◆ EXERCISE PROMPT: Filter the listing below down to the lines that contain the string "roof", copying each matching line in full.

◆ GIVEN RECORDS:
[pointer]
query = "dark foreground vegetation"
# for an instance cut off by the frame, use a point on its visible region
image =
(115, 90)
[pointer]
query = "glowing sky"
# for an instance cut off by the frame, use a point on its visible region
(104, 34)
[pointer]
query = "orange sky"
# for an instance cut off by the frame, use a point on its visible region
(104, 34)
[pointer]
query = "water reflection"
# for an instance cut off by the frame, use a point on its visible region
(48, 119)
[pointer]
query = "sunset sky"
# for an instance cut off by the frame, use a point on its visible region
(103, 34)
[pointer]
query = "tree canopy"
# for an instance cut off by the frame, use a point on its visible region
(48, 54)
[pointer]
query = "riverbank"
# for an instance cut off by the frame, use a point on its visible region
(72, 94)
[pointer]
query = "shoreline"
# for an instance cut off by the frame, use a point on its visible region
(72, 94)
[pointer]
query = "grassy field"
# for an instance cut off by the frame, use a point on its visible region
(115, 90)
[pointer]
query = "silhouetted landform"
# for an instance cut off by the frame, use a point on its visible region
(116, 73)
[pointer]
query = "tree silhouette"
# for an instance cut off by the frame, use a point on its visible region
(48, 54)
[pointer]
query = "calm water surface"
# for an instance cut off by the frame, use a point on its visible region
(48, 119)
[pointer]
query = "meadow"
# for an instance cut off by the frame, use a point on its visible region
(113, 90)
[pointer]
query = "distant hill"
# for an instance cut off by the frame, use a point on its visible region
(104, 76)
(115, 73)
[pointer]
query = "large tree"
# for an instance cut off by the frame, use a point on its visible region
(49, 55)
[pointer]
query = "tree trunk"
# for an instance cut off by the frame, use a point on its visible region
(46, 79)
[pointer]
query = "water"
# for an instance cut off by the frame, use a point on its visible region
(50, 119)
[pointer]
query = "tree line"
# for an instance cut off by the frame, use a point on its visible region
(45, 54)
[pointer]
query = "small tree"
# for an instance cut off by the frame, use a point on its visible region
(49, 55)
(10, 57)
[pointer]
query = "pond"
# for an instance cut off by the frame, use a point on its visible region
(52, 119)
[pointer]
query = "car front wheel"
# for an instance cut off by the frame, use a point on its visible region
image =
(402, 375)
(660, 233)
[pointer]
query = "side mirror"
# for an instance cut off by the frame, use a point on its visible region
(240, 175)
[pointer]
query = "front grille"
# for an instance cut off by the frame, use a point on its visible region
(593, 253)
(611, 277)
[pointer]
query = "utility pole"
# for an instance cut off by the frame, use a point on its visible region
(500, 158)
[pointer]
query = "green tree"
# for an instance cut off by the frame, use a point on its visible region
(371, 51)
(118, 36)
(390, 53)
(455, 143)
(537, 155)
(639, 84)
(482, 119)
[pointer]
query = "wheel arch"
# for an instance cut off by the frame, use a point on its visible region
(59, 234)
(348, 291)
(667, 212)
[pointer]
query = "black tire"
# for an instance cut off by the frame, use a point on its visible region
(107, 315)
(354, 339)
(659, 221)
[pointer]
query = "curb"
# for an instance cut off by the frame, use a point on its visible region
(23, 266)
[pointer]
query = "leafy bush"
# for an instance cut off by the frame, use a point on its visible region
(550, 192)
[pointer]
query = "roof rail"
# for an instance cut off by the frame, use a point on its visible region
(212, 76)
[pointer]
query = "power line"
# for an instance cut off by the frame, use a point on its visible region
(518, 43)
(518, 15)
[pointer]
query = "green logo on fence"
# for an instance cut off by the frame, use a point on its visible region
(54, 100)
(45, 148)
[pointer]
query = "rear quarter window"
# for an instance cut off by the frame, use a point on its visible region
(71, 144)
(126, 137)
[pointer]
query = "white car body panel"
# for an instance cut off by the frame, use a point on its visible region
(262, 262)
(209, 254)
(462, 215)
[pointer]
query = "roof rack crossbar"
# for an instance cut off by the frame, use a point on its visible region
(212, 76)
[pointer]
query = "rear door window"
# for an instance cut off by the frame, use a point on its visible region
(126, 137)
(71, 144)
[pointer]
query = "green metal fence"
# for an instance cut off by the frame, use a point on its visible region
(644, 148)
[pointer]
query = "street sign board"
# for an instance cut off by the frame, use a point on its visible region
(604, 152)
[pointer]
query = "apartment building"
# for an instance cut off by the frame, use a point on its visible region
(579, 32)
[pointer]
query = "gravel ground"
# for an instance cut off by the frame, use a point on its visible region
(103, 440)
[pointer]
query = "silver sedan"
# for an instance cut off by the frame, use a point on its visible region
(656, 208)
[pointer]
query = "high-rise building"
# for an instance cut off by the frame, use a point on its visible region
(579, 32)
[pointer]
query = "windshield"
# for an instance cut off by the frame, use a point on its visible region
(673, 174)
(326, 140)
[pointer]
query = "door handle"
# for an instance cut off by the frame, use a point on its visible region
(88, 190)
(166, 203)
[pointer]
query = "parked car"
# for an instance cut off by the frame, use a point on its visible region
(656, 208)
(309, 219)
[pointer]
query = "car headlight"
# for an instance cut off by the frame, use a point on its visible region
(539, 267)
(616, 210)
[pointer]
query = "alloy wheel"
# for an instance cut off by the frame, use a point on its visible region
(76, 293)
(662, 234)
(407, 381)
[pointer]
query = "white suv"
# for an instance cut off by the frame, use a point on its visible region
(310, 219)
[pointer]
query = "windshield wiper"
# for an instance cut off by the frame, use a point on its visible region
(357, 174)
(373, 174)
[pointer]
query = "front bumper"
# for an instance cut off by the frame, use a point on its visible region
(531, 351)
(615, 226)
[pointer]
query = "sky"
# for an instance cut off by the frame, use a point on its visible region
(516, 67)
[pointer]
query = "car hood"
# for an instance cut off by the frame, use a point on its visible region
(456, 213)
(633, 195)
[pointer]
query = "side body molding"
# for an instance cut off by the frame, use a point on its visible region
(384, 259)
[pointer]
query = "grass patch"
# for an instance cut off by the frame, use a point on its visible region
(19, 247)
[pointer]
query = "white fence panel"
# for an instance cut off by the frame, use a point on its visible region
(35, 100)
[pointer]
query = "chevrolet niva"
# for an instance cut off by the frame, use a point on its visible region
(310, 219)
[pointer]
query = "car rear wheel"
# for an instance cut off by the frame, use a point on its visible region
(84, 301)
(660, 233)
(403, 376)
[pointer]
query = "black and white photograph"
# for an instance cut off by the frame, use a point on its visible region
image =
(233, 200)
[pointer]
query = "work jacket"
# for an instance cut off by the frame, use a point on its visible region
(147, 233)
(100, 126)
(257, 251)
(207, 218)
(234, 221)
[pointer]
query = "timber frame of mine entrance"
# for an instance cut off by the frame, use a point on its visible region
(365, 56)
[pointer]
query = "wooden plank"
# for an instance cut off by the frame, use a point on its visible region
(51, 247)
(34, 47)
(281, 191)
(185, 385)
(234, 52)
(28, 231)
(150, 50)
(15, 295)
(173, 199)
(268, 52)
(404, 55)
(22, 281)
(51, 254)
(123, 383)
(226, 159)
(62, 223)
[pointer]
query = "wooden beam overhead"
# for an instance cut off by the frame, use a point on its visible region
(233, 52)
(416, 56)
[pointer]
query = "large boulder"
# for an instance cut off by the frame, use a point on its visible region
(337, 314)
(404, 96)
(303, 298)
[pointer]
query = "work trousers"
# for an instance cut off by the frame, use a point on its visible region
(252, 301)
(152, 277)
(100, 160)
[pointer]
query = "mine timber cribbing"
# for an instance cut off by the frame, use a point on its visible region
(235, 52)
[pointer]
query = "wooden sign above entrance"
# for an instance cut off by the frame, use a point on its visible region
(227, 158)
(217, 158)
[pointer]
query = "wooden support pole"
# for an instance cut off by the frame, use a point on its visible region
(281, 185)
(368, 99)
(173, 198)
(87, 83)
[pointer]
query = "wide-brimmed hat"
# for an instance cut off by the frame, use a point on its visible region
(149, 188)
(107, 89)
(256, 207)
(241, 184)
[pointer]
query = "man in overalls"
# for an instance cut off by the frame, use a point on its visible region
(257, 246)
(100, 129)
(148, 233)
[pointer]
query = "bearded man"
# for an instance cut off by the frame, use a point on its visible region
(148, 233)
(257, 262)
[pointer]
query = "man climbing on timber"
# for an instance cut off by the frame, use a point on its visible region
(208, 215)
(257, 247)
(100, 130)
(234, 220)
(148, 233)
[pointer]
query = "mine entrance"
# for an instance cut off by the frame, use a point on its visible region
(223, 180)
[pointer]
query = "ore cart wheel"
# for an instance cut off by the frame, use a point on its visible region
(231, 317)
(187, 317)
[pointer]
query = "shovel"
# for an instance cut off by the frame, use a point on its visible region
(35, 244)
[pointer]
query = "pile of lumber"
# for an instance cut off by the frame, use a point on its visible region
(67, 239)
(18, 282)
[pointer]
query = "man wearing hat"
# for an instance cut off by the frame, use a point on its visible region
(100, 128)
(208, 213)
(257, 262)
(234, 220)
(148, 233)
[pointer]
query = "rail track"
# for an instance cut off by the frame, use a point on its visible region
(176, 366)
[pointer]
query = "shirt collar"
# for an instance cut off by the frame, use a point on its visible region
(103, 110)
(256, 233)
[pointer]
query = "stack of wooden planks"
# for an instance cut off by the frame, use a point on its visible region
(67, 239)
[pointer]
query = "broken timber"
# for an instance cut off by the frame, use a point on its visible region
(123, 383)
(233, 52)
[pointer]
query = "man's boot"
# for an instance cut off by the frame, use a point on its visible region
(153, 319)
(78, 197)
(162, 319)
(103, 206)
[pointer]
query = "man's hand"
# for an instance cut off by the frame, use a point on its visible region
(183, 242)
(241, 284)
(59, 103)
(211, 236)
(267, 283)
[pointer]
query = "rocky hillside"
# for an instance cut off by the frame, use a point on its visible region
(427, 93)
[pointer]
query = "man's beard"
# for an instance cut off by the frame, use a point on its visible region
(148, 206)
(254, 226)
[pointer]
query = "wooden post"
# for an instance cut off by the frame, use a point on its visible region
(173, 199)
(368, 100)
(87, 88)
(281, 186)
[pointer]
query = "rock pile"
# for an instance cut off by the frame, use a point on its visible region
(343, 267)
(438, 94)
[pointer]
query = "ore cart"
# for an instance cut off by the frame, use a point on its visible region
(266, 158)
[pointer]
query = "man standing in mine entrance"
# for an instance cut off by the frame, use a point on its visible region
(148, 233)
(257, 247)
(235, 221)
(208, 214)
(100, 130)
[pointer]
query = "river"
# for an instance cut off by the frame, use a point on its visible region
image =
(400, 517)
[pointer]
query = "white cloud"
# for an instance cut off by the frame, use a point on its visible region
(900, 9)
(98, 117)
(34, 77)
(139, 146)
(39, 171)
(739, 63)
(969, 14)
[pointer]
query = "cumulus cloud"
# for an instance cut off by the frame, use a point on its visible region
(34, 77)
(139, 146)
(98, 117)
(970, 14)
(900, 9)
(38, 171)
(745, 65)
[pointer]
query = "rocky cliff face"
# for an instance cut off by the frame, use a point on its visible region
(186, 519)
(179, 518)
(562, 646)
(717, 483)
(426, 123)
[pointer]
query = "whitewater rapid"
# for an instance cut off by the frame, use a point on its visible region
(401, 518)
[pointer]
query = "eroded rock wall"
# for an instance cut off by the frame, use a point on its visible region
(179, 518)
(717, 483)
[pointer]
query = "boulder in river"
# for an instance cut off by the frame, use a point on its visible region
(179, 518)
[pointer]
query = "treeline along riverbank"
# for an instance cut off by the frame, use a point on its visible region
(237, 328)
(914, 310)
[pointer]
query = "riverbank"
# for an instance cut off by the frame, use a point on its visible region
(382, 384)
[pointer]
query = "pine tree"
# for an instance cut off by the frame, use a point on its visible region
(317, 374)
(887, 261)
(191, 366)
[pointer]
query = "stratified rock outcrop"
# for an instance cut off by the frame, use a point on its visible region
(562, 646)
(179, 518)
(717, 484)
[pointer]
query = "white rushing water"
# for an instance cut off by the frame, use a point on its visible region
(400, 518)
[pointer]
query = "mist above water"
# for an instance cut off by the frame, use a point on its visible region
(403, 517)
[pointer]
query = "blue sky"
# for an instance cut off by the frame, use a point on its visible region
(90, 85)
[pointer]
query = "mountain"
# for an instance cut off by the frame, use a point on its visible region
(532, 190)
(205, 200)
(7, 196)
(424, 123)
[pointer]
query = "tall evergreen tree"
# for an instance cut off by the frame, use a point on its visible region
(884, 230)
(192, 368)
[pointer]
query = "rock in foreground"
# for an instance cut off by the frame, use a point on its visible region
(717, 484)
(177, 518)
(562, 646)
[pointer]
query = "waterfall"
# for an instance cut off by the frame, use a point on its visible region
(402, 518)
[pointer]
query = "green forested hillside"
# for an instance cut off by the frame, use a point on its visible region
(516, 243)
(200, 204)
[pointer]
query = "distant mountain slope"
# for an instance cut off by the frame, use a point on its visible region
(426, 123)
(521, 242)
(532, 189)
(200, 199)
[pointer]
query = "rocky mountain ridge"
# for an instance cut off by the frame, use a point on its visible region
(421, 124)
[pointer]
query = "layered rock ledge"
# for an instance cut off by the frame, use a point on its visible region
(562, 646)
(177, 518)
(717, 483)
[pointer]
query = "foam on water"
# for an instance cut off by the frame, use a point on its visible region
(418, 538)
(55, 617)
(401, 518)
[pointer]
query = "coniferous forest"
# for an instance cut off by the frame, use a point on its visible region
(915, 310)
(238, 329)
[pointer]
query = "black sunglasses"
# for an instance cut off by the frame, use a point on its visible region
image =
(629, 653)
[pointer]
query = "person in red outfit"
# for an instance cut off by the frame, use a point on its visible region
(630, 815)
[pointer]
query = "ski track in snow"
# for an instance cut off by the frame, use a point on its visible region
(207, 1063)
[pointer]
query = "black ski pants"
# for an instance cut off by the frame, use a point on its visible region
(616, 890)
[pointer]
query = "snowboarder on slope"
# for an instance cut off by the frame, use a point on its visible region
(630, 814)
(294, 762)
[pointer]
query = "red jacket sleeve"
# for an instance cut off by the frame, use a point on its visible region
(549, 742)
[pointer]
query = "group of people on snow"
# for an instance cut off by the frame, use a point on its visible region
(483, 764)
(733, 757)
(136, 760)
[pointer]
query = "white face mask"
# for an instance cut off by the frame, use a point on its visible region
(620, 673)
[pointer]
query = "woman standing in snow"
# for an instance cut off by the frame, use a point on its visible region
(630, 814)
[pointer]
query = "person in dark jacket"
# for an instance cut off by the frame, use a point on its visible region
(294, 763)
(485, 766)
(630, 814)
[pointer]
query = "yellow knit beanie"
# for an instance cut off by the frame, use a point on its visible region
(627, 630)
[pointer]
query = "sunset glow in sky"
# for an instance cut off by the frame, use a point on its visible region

◆ TASK OUTPUT:
query = "roof rail"
query = "roof rack crossbar"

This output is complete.